**Text section:**
+===+
The panel was convened at 10:45 a.m., Friday, April 11, by its moderator, Daniel Terris of Brandeis University, who introduced the panelists: Stephen M. Schwebel, formerly of the International Court of Justice; Jacob Wit of the Caribbean Court of Justice; Merit Janow of Columbia University; and Georges Abi-Saab of the Graduate Institute of International Studies in Geneva. *
By Daniel Terris ([dagger])
Under the broad rubric of the politics of adjudication, we are asked to consider the relationship between the work of international judges, arbitrators, and the institutions of which they are a part and the world of politics broadly considered.
This session gives us the opportunity to consider "politics" here on at least three levels.
First, there is the relationship between judges and other adjudicators and the political process. How do individual judges conduct their work within the ebb and flow of the actions, desires, and influence of states and other political bodies? Under what pressures do these individuals find themselves? What resources do they have? To what extent do they consider politics in their work? To what extent can they be insulated from politics? To what extent is such insulation desirable?
Second, there is the nature of judicial institutions as political institutions. International courts themselves operate in the global political realm, conducting their work among other powerful institutional actors, including states, inter-governmental organizations, NGOs, and other bodies. This consideration of institutional politics is distinct from the role of the individual judge, since it considers courts as collective bodies. Of course, there are nevertheless points of overlap.
A third aspect of the politics of adjudication is, perhaps, less frequently considered: the importance of the internal politics of judicial bodies. To what extent do internal considerations of power, prestige, and diplomacy affect the work of international adjudication? Since international judicial bodies are human institutions, these aspects are likely to play a part in their work, as they do in other professional environments. These internal dynamics may sometimes be related to other aspects of politics, but they are generally the least discussed, perhaps because outsiders have few opportunities to examine the closely-held details of the inner workings of the courts.
Public commentary regarding the relationship between politics and international judicial bodies often comes in one of two distinct flavors. On the one hand, critics of international courts unhesitatingly label the work of those courts "politics, not law," making the broad assumption either that international judges are simply performing the bidding of their countries of origin, or the equally broad assumption that states only use and heed international courts when it serves their political interests. Sometimes these critics make both arguments at once.
+===+
**Directions:**
1. In the panel introduction, which court is Jacob Wit identified with?
2. Write the next part of the panel introduction, picking up right after its final sentence.
The entries after this point are separate material, unrelated to the panel introduction.
+===+
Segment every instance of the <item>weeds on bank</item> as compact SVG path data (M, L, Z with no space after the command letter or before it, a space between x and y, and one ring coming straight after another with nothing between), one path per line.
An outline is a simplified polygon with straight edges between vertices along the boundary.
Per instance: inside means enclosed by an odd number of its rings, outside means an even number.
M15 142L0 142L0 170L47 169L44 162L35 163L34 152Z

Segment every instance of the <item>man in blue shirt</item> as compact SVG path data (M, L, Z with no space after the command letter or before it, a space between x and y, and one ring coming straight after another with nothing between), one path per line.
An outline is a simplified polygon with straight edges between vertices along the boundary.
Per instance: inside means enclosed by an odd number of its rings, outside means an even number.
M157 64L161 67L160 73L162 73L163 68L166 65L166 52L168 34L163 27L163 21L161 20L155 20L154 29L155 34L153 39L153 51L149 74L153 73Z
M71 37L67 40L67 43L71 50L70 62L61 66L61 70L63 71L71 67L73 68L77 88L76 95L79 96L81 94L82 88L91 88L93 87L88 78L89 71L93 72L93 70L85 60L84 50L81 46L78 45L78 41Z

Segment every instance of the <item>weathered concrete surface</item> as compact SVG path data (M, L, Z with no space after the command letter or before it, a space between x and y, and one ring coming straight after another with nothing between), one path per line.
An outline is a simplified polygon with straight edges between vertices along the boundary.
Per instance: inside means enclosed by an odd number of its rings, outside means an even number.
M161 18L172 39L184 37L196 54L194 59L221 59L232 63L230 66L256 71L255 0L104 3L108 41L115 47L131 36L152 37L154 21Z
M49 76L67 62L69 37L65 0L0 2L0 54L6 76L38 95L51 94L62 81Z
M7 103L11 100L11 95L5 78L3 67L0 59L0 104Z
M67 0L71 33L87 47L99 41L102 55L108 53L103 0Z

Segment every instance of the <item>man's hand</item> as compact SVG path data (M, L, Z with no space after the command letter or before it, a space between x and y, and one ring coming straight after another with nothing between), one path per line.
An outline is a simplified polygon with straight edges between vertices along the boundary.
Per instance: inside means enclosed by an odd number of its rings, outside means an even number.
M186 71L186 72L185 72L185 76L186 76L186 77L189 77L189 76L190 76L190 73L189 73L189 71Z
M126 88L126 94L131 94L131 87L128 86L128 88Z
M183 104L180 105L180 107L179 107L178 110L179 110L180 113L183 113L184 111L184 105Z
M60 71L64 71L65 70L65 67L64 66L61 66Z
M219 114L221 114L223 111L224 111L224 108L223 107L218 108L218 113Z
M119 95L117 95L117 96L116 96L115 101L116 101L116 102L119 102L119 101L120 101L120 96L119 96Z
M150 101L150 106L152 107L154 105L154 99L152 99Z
+===+
**Solved tasks:**
1. The Caribbean Court of Justice.

2.
Some international judges themselves, on the other hand, perhaps bruised by these criticisms, are sometimes heard to fall back on a bland insistence that they simply follow the law, and that they exclude political considerations by mere professional will.
My own experience in listening to international judges suggests that the most reflective practitioners in this field bring a much more nuanced set of considerations to the table. Over the past several years I spoke with an extensive number of judges, along with my co-authors Cesare Romano and Leigh Swigart, as part of the research for our book: The International Judge: An Introduction to the Men and Women Who Decide the World's Cases (Hanover, N.H. and Oxford: Brandeis University Press and Oxford University Press, 2007)
We came to the conclusion that judges are reasonably realistic and sanguine about the idea that politics is not and cannot be removed from their work. The challenge, in their minds, is not to create some artificial isolation between politics and adjudication, but to seek both the strongest protection of judicial independence and the engagement in politics necessary for their courts to be effective as legal institutions.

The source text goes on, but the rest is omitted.